Using the records below, repeat exactly the lines from the one holding "TARGET: the fish dorsal fin" through the one holding "TARGET: the green aquatic plant", both ends included, and no others.

RECORDS FOR THIS TASK below:

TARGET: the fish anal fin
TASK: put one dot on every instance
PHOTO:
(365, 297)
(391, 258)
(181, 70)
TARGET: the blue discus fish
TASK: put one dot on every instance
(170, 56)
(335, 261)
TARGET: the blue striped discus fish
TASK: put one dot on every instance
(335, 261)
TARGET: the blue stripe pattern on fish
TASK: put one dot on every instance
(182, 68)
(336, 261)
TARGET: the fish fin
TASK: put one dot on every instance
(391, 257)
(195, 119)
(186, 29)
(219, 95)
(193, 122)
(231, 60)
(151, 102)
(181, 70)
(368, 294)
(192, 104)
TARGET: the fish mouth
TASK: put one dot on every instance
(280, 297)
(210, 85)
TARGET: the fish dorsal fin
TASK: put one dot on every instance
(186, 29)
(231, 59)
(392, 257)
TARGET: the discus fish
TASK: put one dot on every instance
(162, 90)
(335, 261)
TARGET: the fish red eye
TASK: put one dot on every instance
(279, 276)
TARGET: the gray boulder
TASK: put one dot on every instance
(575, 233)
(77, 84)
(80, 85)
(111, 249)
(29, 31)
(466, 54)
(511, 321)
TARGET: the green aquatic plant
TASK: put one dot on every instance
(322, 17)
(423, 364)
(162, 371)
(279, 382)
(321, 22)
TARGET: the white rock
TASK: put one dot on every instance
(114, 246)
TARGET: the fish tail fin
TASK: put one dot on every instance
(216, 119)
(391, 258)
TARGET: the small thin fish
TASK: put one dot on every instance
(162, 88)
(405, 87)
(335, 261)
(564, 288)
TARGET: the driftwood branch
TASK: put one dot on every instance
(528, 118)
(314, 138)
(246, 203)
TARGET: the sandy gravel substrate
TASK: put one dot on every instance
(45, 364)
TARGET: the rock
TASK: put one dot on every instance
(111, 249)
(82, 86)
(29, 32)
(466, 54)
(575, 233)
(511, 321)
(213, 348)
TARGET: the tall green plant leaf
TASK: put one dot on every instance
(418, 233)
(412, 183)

End of RECORDS FOR THIS TASK.
RECORDS FOR THIS TASK below:

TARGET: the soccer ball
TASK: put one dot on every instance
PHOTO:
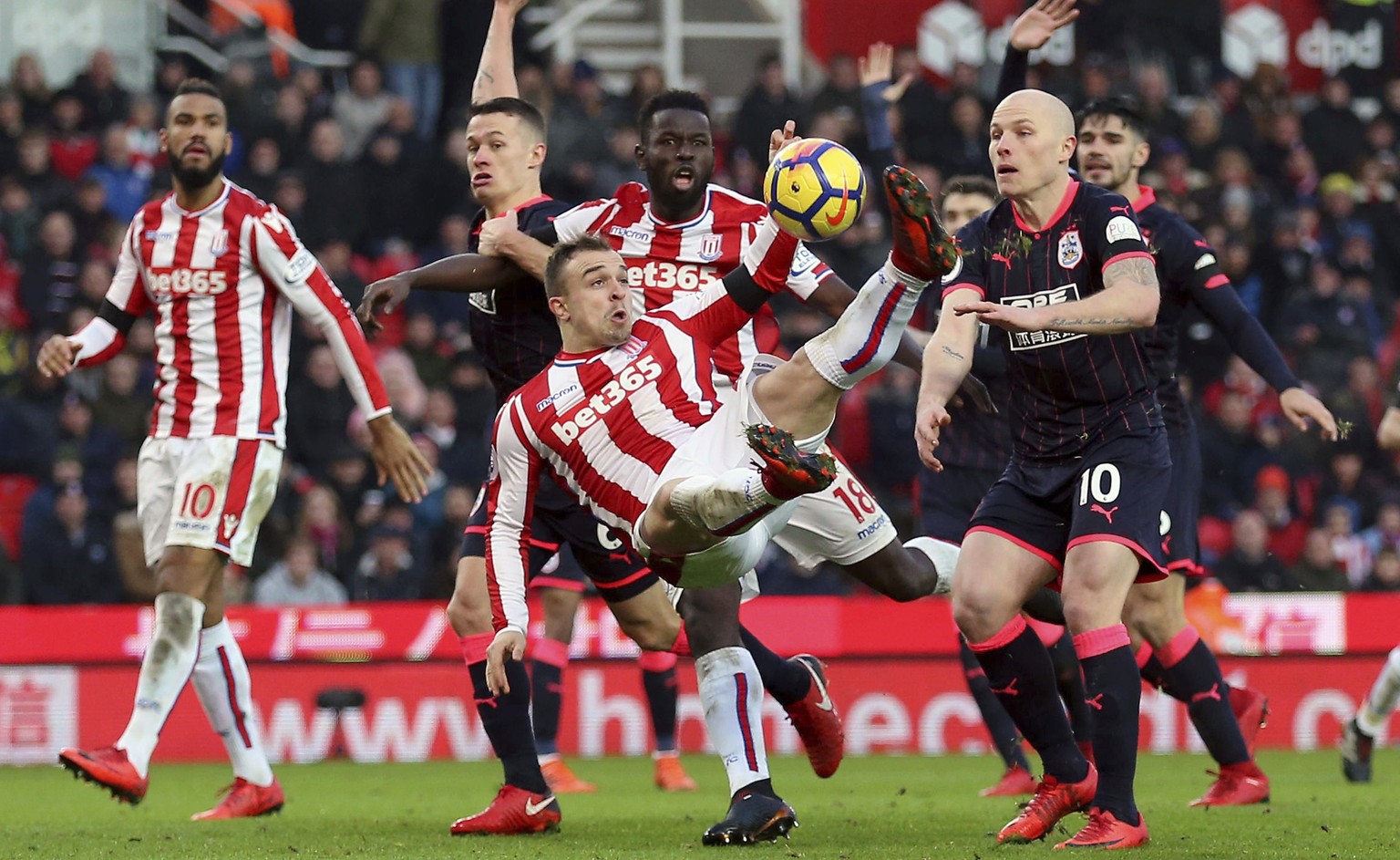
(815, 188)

End of RECORDS FOR THIS TASK.

RESULT FOR THIS TASK:
TARGET: the fish dorsal fin
TASK: put one dot on every instance
(186, 29)
(231, 59)
(392, 257)
TARGET: the discus fish
TASK: put one dot on every instance
(162, 90)
(335, 261)
TARGET: the fish red eye
TASK: put one dot on every instance
(279, 276)
TARGET: the gray boulder
TASK: put one dot on every instance
(575, 233)
(77, 84)
(80, 85)
(111, 249)
(29, 31)
(466, 54)
(511, 321)
TARGET: the green aquatic plant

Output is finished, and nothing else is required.